Task instructions: I need all of the entries printed exactly.

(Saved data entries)
>>>

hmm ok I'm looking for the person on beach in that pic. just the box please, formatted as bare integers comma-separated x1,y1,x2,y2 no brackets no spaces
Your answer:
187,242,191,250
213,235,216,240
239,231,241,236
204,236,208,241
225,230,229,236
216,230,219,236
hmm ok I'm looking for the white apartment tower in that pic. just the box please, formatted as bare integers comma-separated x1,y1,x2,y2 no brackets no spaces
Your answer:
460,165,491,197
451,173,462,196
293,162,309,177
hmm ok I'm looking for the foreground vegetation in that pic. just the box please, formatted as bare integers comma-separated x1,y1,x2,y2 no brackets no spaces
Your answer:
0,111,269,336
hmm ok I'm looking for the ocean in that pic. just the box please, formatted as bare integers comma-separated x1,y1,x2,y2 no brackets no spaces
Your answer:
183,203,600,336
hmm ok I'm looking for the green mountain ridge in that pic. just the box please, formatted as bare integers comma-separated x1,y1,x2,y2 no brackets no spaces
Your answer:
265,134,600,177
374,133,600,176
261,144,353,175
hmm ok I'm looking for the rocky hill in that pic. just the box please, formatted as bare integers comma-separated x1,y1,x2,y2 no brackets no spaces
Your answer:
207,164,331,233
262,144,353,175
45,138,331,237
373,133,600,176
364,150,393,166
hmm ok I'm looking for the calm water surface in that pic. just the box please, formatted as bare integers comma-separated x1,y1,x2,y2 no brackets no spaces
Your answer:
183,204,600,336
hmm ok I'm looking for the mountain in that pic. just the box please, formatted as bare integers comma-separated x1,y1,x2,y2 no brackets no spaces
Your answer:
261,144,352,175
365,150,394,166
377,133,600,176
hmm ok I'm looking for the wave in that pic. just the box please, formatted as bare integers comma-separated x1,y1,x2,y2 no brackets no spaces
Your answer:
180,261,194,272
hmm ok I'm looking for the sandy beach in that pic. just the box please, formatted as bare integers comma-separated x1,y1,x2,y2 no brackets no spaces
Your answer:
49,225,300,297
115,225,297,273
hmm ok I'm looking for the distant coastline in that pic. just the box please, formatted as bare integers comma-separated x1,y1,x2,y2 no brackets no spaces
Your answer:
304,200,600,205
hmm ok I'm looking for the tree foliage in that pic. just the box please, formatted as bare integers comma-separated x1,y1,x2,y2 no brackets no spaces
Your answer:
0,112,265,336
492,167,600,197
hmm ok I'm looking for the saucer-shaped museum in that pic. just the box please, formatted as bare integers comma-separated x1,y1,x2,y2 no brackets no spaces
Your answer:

<<<

Task solution:
hmm ok I'm looking for the person on beach in that pic. just the box please, formatted as bare integers comma-separated x1,y1,x2,y2 no brackets no spaces
Your answer:
187,242,191,250
213,235,216,240
239,231,241,236
204,236,208,241
225,230,229,236
216,230,219,236
hmm ok I'm looking for the white apartment tower in that pic. just the box please, formatted as bare integers comma-separated x1,y1,x2,y2 no brackets no spaces
Your answer:
460,165,491,197
451,173,462,196
293,162,309,177
hmm ok I'm looking for the foreground vegetation in that pic. just the box please, formatted as bare integers comma-separated x1,y1,x2,y2 no brackets no spaces
Your answer:
0,111,269,336
hmm ok I'm looking for the ocean in that pic. just the box please, formatted as bare integers comma-separated x1,y1,x2,y2 no brackets no spaces
Your answer:
183,203,600,336
hmm ok I'm looking for the green mountain ridge in that pic. just the box please, formatted as bare integers comma-separated x1,y1,x2,y2 no brackets no spaces
Your answer:
265,134,600,177
374,133,600,176
261,144,353,175
hmm ok I'm looking for the rocky hill in that pic. just the box please, formatted as bare integers comma-separated x1,y1,x2,y2 no brackets no spaces
Your answer:
207,164,331,233
262,144,353,175
45,138,331,237
373,133,600,176
364,150,393,166
hmm ok I'm looking for the calm water surface in that pic. just the box please, formatted as bare integers comma-separated x1,y1,x2,y2 no brackets no spaces
Your answer:
183,204,600,336
hmm ok I'm looking for the mountain in that pic. just the box please, formatted as bare integers comma-separated x1,y1,x2,y2 no brackets no spaces
Your answer:
261,144,352,175
365,150,394,166
377,133,600,176
hmm ok I'm looking for the wave in that pic. just the box please, formatted as bare integers comma-separated x1,y1,x2,y2 no brackets no spaces
Your answer:
180,261,194,272
hmm ok I'm looking for the sandy beach in that pic. just the box please, formatted as bare integers comma-separated x1,y1,x2,y2 no brackets no spaces
Your answer:
49,225,300,297
115,225,297,273
hmm ok I'm looking for the distant coastline in that pic. just the box please, formatted as bare integers comma-separated x1,y1,x2,y2 no brackets no spaces
Your answer:
304,200,600,205
hmm ok I'm looking for the tree foliage in that pic. just the box please, formatted as bare integers comma-separated x1,y1,x2,y2 no brackets no spaces
Your answer:
0,112,265,336
492,167,600,197
hmm ok I'm looking for the saucer-shaped museum in that pic. just the box please, formatted as bare integers comma-separated x1,y1,x2,y2 no brackets no spaces
Your answer:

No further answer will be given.